Prompt 1
Translate this sentence from the text on object-oriented programming into Spanish: "Objects are created from classes."

Page text
Source: this section is heavily based on Chapter 15 of [ThinkCS] though adapted to better fit with the contents, terminology and notations of this particular course.
Python is an object-oriented programming language, which means that it supports many of the features of the [object_oriented_programming] paradigm.
Object-oriented programming (OOP) has its roots in the 1960s, but it wasn't until the mid 1980s that it became a mainstream [programming_paradigm] used in the creation of new software. It was developed as a way to handle the rapidly increasing size and complexity of software systems, and to make it easier to modify and maintain these large and complex systems over time.
Up to now, most of the programs we have been writing in this course used a [procedural_programming] style. In the procedural programming paradigm the focus is on writing functions or procedures, which operate on data. In object-oriented programming, the focus is on creating objects which group both data and the functions or methods, which operate on that data. We have already seen examples of objects such as turtles and strings. An object definition often corresponds to some object or concept in the real world, and the functions (methods) that operate on (the data encapsulated in) that object correspond to the ways those real-world objects can interact.
Objects are created from classes. Classes describe what methods an object understands and what data it contains. We've already seen classes like str, int, float and Turtle. We are now ready to create our first user-defined class: the Point.
Consider the concept of a mathematical point. In two dimensions, a point can be considered as a pair of two numbers (the point's coordinates) that are treated collectively as a single object. Points are often written in parentheses, with a comma separating the coordinates. For example, (0,0) represents the origin, and (x,y) represents the point x units to the right (or left, if negative) and y units up (or down, if negative) from the origin.
Some of the typical operations that one associates with points might be calculating the distance of a point from the origin, or from another point, or finding a midpoint of two points, or asking if a point falls within a given rectangle or circle. We'll shortly see how we can organise these operations together with the data.
A natural way to represent a point in Python is with two numeric values. The question, then, is how to group these two values into a compound object. The quick and dirty solution is to use a tuple, for example we could write p = (0,0) and q = (1,1), and for some applications that might be a good choice. But we would still need to define dedicated procedures to do something useful with these tuples representing points.
An alternative is to define a new class. This approach involves a bit more effort, but its many advantages will become apparent soon. Since we want each of our points to have an x and a y value, our first class definition looks like this:
class Point: """ The Point class represents and manipulates x,y coordinates. """ def __init__(self): """ Create a new point at the origin """ self.x = 0 self.y = 0
Although class definitions like the one above can appear anywhere in a program, they are usually put near the beginning (after the import statements). Some programmers and languages prefer to put every class in a file or module of its own --- we won't do that for now. The syntax rules for a class definition are the same as for other compound statements. There is a header which begins with the keyword, class, followed by the name of the class, and ending with a colon. Indentation levels tell us where the class ends.

Prompt 2
Copy out the part of the records that opens at their first line and closes with the line containing "positive clicks: (192, 24)", keeping both ends. Omit the pictures.

The data
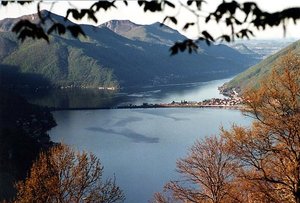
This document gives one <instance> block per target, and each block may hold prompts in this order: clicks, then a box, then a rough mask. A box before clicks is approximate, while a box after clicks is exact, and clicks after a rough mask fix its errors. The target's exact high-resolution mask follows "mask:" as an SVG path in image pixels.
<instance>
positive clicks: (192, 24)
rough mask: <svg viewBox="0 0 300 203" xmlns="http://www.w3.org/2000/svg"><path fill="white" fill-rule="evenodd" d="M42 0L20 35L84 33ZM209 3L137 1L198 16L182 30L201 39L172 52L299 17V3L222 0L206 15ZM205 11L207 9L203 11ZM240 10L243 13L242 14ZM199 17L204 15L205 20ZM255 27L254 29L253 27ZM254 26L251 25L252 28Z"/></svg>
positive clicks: (146, 4)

Written response 1
Los objetos se crean a partir de clases.

Written response 2
This document gives one <instance> block per target, and each block may hold prompts in this order: clicks, then a box, then a rough mask. A box before clicks is approximate, while a box after clicks is exact, and clicks after a rough mask fix its errors. The target's exact high-resolution mask follows "mask:" as an SVG path in image pixels.
<instance>
positive clicks: (192, 24)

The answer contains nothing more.